The people who live in high-crime areas suffer, and survive many “Virginia Techs” on a daily basis. They have to contend with the possiblity of losing a son or daughter to murder, rape or getting caught in a drug-pusher war because that child got too close to some drug seller’s turf. The numbers of people who have lost their lives from crime in high-crime areas would boggle the mind. But, many people could care less. Afterall, people who live in poor areas are mostly black, latino and poor white, and so long as the crime is kept contained in that particular area, as long as the denizens of that area take out their rage on each other, as long as they do not cross over into upper-middle/high-income areas, as long as they do not pick up a gun and go into a store, a school campus and kill a large group of people, not many people care, nor want to see what happens in poor areas for what it is—-a massive loss of life that takes its toll on so many people who have to live in those areas if only because they cannot leave those areas, but, instead do what they can to make life as safe as they can for their families.

Yes, crime does indeed occur in poorer areas. And some people do give a wide berth to these areas.

_Dataset content_:
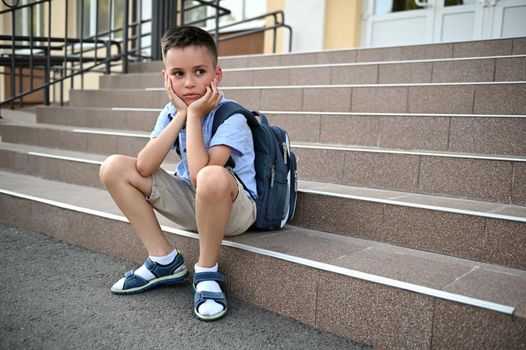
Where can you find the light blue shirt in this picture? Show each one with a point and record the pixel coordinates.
(234, 133)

_Requirement_: According to the passage on crime in high-crime areas, who are the people living in poor areas mostly?

_Exercise response_: They are mostly black, latino and poor white.